------ 抜粋本文 ------

2022年07月14日 公開 2024年12月16日 更新

いつも機嫌の悪い上司、いちいちイヤミを言ってくる同僚...周囲に不機嫌をまき散らす人たちがいます。そんな人にはどう接したらよいのでしょうか。目白大学教授の渋谷昌三氏に対処法をご紹介いただきました。

※本記事は渋谷昌三著『「めんどくさい人」の取り扱い方法』(PHP文庫)の一部を抜粋、編集したものです。

 

いつも機嫌が悪く、威圧的な上司

上司は職場のムードメーカー。上司のタイプによって、職場の雰囲気もガラッと変わります。

明るく熱心で、しかもリーダーシップのある上司がいるチームは、全体のムードも明るく、士気も上がるでしょう。ところが、やる気のない上司、気弱で、指示ひとつ伝えられない上司などなど、問題上司はたくさんいます。

なかでも仕事がやりづらいのが、「いつも機嫌の悪い上司」。むすっと偉そうに黙り込んだままで、「俺に気安く話しかけるなオーラ」を、全身から発散しているタイプです。

部下とうち解けるどころか、つねに不満そうな顔でチーム全体を見渡し、口を開くときは文句かお小言。こういう上司の部下となった人は、本当についていません。チームの雰囲気は重くなるし、オープンに会話を交わすこともしづらくなるでしょう。

このタイプは、「自分の方がお前らより偉いんだ。お前らは俺の機嫌をいつも気にしていろ」という権威主義者。肩書きにものを言わせるのが大好きなのです。

------ 提供資料 ------

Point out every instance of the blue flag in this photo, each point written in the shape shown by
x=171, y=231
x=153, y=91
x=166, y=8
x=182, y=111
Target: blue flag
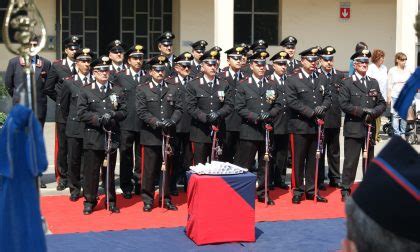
x=406, y=97
x=22, y=159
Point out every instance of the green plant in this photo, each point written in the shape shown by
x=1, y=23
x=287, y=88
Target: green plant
x=3, y=117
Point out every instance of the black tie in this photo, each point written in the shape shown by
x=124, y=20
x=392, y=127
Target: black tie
x=73, y=68
x=329, y=75
x=363, y=81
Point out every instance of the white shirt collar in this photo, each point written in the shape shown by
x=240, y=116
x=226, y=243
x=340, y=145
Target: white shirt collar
x=207, y=80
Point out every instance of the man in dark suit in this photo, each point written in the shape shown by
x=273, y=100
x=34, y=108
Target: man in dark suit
x=74, y=127
x=101, y=106
x=159, y=107
x=362, y=102
x=116, y=50
x=182, y=147
x=165, y=43
x=198, y=48
x=308, y=98
x=208, y=101
x=289, y=46
x=130, y=126
x=256, y=104
x=281, y=133
x=332, y=121
x=60, y=70
x=232, y=75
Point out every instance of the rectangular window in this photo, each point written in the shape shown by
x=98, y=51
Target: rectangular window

------

> **依頼事項**
A: エントリーの先頭から始めて「x=363, y=81」を含む行で終わる範囲(その行も含む)を、一字一句そのまま出力してもらえますか。画像は出力に含めないでください。
B: いつも機嫌の悪い上司を扱った本文の続きを書き進めてもらえますか。

> **課題の解答**
A:
Point out every instance of the blue flag in this photo, each point written in the shape shown by
x=171, y=231
x=153, y=91
x=166, y=8
x=182, y=111
Target: blue flag
x=406, y=97
x=22, y=159
Point out every instance of the green plant in this photo, each point written in the shape shown by
x=1, y=23
x=287, y=88
Target: green plant
x=3, y=117
Point out every instance of the black tie in this photo, each point written in the shape shown by
x=124, y=20
x=392, y=127
Target: black tie
x=73, y=68
x=329, y=75
x=363, y=81

B:
けれど、本心では自分の実力や、リーダーとしての統率力に自信がありません。「みんな俺についてきてくれるだろうか」「部下にバカにされるようなミスはしないだろうか」と内心ビクビクしていたりします。それを悟られないようにするために、偉そうな態度という鎧を身につけ、部下たちを威嚇しているのです。

こういうタイプがたまに口を開くとやってしまうのが、部下のやる気をどんどん削ぐ発言です。たとえば部下がミスを犯したとき、やる気を引き出せる前向きな上司は

「これは、こういうふうにやると、もっとうまくいくぞ」と、アドバイスの形で指摘します。

けれどこの「ムスッとご機嫌ななめ」タイプの上司は、

「これじゃあダメじゃないか。ちっともわかってないな」と、部下を全否定してしまいがちです。これも、権威主義をふりかざすために起きる物言いですが、部下の仕事へのモチベーションは、見事なまでに下がっていくでしょう。

 

上司を手玉にとる気持ちで、ゴマすり作戦を

運悪く、こうした上司の下になったとき、怒って反発すると、もっと悪い方向にいってしまいます。権威主義者のプライドを傷つけたりしては、あとあと何倍ものしっぺ返しがくる事態になりかねません。

こういうときは冷静に、損得計算だけを考えて行動するといいでしょう。つまり、「イヤな上司ほどゴマをすれ」という、わかりやすい手を使うのです。

人は、自分に好意を示してくれた人を好きになる、という特性を持っています。これを「好意の返報性」といいます。イヤな上司に「お前なんか嫌いだ」という態度で接していれば、相手はあなたに嫌われてると感じ、もっとイヤな態度をとるようになります。

反対に、相手が喜ぶような好意的な態度で接すれば、相手もあなたに好意的に接するようになるものです。たとえ偉そうな態度が鼻についても、「あなたのために頑張ります。よろしくお願いします」と言葉や態度で示しましょう。

頭ごなしに叱責を浴びたときは、それこそチャンス。「申し訳ありません。未熟者ですので、ご指導いただけますか」と思い切り頭を下げるのです。

「こんなヤツに頭を下げるのはイヤだ」と思ってしまったら、同じ土俵に乗ったケンカでしかありません。ここはひとつ、上司を手玉にとる気持ちでいきましょう。

本気で尊敬しなくても、尊敬している態度で接する。そうすれば結果的に、あなた自身のストレスを軽減することができるのです。尊敬していなくても尊敬しているふりをする。そのほうがあなたのストレスを軽減できます。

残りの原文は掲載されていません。